● **PASSAGE TO READ**
┌────────
Coral Researchers Embark on a Series of Cruises
October 31, 2012
Dr. Paul Sammarco and Research Assistant, Dan Beltz, along with Ms. Emma Hickerson, Ms. Marissa Nuttall, Mr. John Embesi, and other scientists from NOAA (the National Oceanographic and Atmospheric Administration), embarked on a research cruise to assess the relationship between benthic biological species diversity and bathymetry off the edge of the continental shelf in the Gulf of Mexico. The purpose of this exercise was to be able to determine whether certain areas should be accepted or avoided for deep-sea oil exploration and production. Twelve deep banks off the edge of the continental shelf are suspected to possess Potentially Sensitive Biological Features.
The group recorded coral, fishes, and other types of sea life using an ROV (remotely operated vehicle). They also collected water and sediment samples for concentrations of petroleum hydrocarbons. The ROV took still pictures to record benthic organisms within the context of bottom rugosity, or roughness, and the degree of species diversity in these areas. The depths examined were between 80 and 140 meters. Black coral samples were collected by the ROV for closer observation by Ms. Nuttall for her studies on antipatharian corals.
└────────
Collected data:
┌────────
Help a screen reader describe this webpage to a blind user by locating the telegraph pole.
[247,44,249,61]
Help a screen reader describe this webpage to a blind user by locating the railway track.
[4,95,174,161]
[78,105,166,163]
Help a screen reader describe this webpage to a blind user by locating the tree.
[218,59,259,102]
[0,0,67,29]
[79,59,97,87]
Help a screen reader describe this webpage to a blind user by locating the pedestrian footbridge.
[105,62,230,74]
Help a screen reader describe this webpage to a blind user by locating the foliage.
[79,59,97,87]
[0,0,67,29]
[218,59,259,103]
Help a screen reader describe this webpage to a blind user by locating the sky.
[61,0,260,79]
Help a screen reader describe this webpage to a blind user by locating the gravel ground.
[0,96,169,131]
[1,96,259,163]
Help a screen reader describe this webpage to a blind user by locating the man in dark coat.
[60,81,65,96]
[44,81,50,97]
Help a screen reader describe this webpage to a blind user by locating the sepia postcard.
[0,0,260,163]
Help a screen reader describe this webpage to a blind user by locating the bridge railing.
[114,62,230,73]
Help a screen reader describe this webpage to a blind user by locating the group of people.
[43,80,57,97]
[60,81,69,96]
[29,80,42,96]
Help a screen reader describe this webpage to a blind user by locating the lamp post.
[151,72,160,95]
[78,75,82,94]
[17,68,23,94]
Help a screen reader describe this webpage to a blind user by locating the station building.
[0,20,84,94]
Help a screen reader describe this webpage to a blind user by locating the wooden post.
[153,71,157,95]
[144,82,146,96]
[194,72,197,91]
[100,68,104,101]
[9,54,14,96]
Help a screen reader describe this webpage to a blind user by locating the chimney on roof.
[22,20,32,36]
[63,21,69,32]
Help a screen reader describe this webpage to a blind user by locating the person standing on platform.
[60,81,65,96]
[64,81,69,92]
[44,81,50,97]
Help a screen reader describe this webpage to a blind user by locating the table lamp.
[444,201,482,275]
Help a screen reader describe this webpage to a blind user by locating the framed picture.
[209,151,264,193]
└────────
● **REQUIRED ACTION A**
In the coral research cruise report, what range of depths did the group examine?
● **REQUIRED ACTION B**
Please carry the coral research cruise report on from its last sentence.
Nothing in the listing matters here.

● **EXERCISE RESPONSE A**
Between 80 and 140 meters.

● **EXERCISE RESPONSE B**
By studying 12 banks across the northern Gulf of Mexico, from Galveston, TX to the Mississippi River, it may be possible to ascertain how far west oil derived from the BP/Deepwater Horizon oil spill extended, and what the effects were on the sea life. Six of the 12 banks were sampled. The team will embark on their next cruise in spring 2013, with a final cruise in fall 2013.
Dr. Sammarco and Dan Beltz will conduct another cruise in the Gulf to examine an invasive species of coral that has started spreading through the northern Gulf of Mexico. A previous study focused on Tubastraea coccinea and Tubastraea micranthus, both from the Indo Pacific, to determine their distribution, abundance and competitive abilities. The planned cruise will determine the presence of T. micranthus on oil platforms in the northern Gulf. Genetic studies will determine if the populations on different oil platforms are from the spreading of one invasion or from multiple invasions.